Provided text START
Ironically, like so many works of literature that provoke indignation, Lost Girls is a deeply moral work, both serious and sincere. Moore and Gebbie, appalled by the forensic soullessness of modern porn, are on a mission to reconcile fine art, philosophical depth, strong characterisation and hardcore thrills. Thomas Mann's The Magic Mountain is just one of many literary classics evoked, as a disparate group of guests gather at the Hotel Himmelgarten on the eve of the first world war. Lifelong lesbian Alice (now Lady Fairchild) strikes up a friendship with Wendy Potter, a repressed bourgeois wife, and Dorothy, a young American yokel. Together they make a day-trip to Paris, attend the riotous premiere of Stravinsky's Le Sacre du Printemps and, flushed with excitement in the aftermath, resolve to confess their most intimate secrets in a ménage à trois.

Monsieur Rougeur, the Himmelgarten's owner, is happy to encourage them; he's an amateur pornographer who has placed, in each room, a copy of his White Book - stories and illustrations purportedly by the cream of Europe's decadents. Lost Girls is liberally supplemented with excerpts from this forgery, allowing Gebbie to demonstrate her flair for impersonating Beardsley, Mucha, Schiele and Franz von Bayros. Gebbie also draws each woman's reminiscences in carefully differentiated styles, framed with mirror-shaped ovals (for Alice), tall window-like apertures (for Wendy) and wide "landscape" oblongs (for Dorothy). Largely executed in coloured pencils, Lost Girls is softer-focus and less startling than Gebbie's earlier work in American underground comics, but it is a major achievement none the less.

In one of the most lushly rendered sequences, "The Twister", 15-year-old Dorothy, convinced she will die as her house is buffeted by a tornado, decides that she can "do what the heck I liked", and frigs herself to a climax that's surreally mingled with the twister's impact. Post-orgasm, Dorothy's world looks forever changed, an Oz of rainbow sexuality, as if she'd been "put down someplace else in some whole other country". Similarly, the "Come Away, Come Away" chapter ends with a wickedly charming vision of Peter, Wendy and her wanking brothers flying high above the rooftops of Edwardian London. Seldom since the advent of mass-market porn has so much aesthetic energy been expended on masturbation.
Provided text END
Listed entries START
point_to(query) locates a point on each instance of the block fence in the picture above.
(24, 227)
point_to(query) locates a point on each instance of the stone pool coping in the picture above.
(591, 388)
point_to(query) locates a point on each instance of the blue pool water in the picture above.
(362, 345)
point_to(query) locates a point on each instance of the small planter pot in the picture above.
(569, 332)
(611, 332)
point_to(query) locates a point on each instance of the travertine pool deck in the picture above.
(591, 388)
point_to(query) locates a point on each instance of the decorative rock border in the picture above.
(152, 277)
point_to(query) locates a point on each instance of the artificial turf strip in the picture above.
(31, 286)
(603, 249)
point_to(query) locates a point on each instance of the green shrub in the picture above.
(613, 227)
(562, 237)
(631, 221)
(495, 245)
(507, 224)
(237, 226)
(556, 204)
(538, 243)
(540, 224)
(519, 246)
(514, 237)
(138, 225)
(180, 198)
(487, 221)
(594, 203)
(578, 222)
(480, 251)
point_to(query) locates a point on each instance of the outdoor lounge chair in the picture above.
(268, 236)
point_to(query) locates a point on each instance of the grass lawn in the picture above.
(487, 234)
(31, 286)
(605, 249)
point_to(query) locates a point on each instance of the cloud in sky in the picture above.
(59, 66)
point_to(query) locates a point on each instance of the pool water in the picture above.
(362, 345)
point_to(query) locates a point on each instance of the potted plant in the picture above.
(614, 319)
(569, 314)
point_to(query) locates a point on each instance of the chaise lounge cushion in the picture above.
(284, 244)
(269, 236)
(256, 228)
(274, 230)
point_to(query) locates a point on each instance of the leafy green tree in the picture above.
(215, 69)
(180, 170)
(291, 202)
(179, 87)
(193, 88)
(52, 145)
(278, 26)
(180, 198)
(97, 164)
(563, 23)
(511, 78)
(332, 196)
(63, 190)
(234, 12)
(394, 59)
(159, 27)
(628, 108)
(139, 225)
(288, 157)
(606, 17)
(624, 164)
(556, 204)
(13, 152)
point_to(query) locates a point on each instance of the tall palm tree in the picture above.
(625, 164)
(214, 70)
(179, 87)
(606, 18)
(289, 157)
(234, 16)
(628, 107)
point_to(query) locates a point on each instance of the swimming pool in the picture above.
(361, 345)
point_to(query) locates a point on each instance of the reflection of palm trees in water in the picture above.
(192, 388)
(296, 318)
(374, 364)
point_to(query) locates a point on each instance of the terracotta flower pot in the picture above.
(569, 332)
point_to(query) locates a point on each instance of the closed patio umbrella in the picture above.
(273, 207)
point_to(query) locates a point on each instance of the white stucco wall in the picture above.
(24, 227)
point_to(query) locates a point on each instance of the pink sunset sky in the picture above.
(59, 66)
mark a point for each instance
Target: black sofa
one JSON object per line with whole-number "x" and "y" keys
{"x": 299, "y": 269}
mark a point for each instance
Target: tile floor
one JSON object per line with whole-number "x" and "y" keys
Listed entries END
* [Tasks to complete]
1. Answer these questions about the review of Lost Girls.
(a) At which hotel does the group of guests gather?
(b) What shape frames Wendy's reminiscences?
(c) Which chapter ends with Peter, Wendy and her brothers flying above London?
2. Carry on writing the review of Lost Girls, starting after its final sentence.

* [Results for the exercise]
1.
(a) The Hotel Himmelgarten.
(b) Tall window-like apertures.
(c) "Come Away, Come Away".

2.
Moore strives to differentiate the voices of each of his heroines: prairie American for Dorothy, prim English middle-class for Wendy, regal posh for Alice. In truth, the dialogue is shaky, frequently eroded by Moore's poor grasp of American vernacular ("Pity's sake," says Dorothy, "I ain't curtsied or nothin! Whatever must you think o' me?"), his grandiloquence (Le Sacre impresses Alice as "not unlike those opium moments where our memory and our anticipation, all our was and will-be is made gloriously muddled in the luminescent blur of now") and the inherent absurdities of pornspeak ("I'm going to give this prick-hungry American tart the sore quim she's so evidently begging for").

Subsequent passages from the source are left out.